Excerpt provided |
While I try hard not to write from a truly editorial perspective, today I feel entirely motivated to do so.
"Gas is $4 a gallon. Oil is $135 a barrel and rising. We import two-thirds of our oil, sending hundreds of billions of dollars to the likes of Russia, Venezuela and Saudi Arabia. And yet we voluntarily prohibit ourselves from even exploring huge domestic reserves of petroleum and natural gas," Charles Krauthammer begins. Four paragraphs later he goes on to say,
"Technological conditions have changed as well. We now are able to drill with far more precision and environmental care than a quarter-century ago. We have thousands of rigs in the Gulf of Mexico, yet not even hurricanes Katrina and Rita resulted in spills of any significance."
This may well be true.
But to use the name of Katrina to justify anything in the oil industry is disrespectful to the damage and the tragedy of our actions in New Orleans.
A lot of oil was spilled in New Orleans during Katrina.
link to photos
According to the ITOPF (The International Tank Owners Pollution Federation Limited), a group that tracks tonnes of oil spilled, there were 10 spills in 2007 that released between 7 and 700 tonnes of oil. There were 21 in 2005 -- and while I can't find the paragraph again this morning, the reason given for the doubling was the hurricanes.

The task | Write out, word for word, the passage of the commentary on oil drilling and Hurricane Katrina that opens with "This may well" and ends with "Orleans during Katrina.".

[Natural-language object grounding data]
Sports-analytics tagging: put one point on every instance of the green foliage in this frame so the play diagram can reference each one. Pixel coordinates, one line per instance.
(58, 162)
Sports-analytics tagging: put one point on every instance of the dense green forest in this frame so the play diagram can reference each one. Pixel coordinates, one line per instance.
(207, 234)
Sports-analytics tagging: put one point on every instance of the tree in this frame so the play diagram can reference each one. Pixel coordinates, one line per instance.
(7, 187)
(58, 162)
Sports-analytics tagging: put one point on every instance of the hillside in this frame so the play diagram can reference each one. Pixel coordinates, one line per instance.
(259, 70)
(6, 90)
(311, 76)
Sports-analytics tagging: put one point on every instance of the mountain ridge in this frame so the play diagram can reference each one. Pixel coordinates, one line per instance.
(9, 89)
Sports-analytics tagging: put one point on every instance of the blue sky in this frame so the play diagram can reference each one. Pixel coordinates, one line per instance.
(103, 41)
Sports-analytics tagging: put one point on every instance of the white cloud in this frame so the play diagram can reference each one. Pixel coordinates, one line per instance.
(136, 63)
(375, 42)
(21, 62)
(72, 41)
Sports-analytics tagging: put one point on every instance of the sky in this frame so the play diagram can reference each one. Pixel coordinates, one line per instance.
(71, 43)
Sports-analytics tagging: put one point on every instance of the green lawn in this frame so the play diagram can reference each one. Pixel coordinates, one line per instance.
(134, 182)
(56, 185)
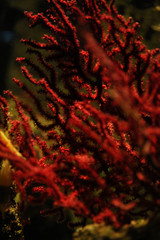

Response to the exercise |
This may well be true.
But to use the name of Katrina to justify anything in the oil industry is disrespectful to the damage and the tragedy of our actions in New Orleans.
A lot of oil was spilled in New Orleans during Katrina.